→ **Task item**:
The whole listing that follows should be printed again, unchanged.

[Supplied data]

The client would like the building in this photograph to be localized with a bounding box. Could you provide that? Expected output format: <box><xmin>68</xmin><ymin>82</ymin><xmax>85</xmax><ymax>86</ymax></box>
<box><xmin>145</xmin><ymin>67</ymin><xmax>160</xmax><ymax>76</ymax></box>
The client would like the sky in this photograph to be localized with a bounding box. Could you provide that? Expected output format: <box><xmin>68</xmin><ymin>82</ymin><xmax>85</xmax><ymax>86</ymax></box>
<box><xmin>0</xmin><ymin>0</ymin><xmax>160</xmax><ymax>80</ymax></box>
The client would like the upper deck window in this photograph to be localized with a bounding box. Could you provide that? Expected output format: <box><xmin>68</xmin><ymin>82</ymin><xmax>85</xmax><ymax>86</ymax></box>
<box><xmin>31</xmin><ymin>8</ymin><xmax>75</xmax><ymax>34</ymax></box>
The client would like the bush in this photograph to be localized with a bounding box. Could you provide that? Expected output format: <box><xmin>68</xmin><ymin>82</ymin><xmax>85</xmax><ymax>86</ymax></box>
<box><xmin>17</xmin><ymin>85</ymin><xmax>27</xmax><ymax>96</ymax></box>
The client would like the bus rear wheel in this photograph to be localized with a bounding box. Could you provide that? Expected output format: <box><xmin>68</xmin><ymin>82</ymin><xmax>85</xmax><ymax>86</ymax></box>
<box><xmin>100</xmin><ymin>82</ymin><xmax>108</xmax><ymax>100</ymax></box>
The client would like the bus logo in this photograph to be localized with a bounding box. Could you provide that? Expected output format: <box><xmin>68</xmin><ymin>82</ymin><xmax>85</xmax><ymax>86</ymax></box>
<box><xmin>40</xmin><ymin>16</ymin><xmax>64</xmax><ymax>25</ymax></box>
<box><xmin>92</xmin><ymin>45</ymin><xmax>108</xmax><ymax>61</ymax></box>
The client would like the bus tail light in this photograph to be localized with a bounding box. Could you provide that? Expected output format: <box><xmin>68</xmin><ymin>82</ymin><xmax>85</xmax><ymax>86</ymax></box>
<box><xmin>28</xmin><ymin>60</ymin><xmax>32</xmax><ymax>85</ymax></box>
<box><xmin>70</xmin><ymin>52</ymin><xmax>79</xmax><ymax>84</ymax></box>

[/Supplied data]

→ **Solution to the problem**:
The client would like the building in this photograph to be localized with a bounding box. Could you provide that? Expected output format: <box><xmin>68</xmin><ymin>82</ymin><xmax>85</xmax><ymax>86</ymax></box>
<box><xmin>145</xmin><ymin>67</ymin><xmax>160</xmax><ymax>76</ymax></box>
The client would like the sky in this photograph to be localized with a bounding box. Could you provide that? Expected output format: <box><xmin>68</xmin><ymin>82</ymin><xmax>85</xmax><ymax>86</ymax></box>
<box><xmin>0</xmin><ymin>0</ymin><xmax>160</xmax><ymax>80</ymax></box>
The client would like the upper deck window in this photograph to be localized with a bounding box. Could you provide that? Expected output format: <box><xmin>68</xmin><ymin>82</ymin><xmax>85</xmax><ymax>86</ymax></box>
<box><xmin>31</xmin><ymin>8</ymin><xmax>75</xmax><ymax>34</ymax></box>
The client would like the bush in this photograph to be localized with a bounding box. Could you provide that? Expected output format: <box><xmin>68</xmin><ymin>82</ymin><xmax>85</xmax><ymax>86</ymax></box>
<box><xmin>17</xmin><ymin>85</ymin><xmax>27</xmax><ymax>96</ymax></box>
The client would like the bus rear wheel in this photograph to be localized with a bounding box. Could you provide that? Expected output format: <box><xmin>68</xmin><ymin>82</ymin><xmax>85</xmax><ymax>86</ymax></box>
<box><xmin>100</xmin><ymin>82</ymin><xmax>108</xmax><ymax>100</ymax></box>
The client would like the bus logo in this photograph to be localized with a bounding box. Could you provide that? Expected output format: <box><xmin>68</xmin><ymin>82</ymin><xmax>85</xmax><ymax>86</ymax></box>
<box><xmin>40</xmin><ymin>16</ymin><xmax>64</xmax><ymax>25</ymax></box>
<box><xmin>92</xmin><ymin>45</ymin><xmax>108</xmax><ymax>61</ymax></box>
The client would like the bus tail light in this photograph to be localized with a bounding box. Could you provide that? Expected output format: <box><xmin>68</xmin><ymin>82</ymin><xmax>85</xmax><ymax>86</ymax></box>
<box><xmin>28</xmin><ymin>60</ymin><xmax>32</xmax><ymax>85</ymax></box>
<box><xmin>70</xmin><ymin>52</ymin><xmax>79</xmax><ymax>84</ymax></box>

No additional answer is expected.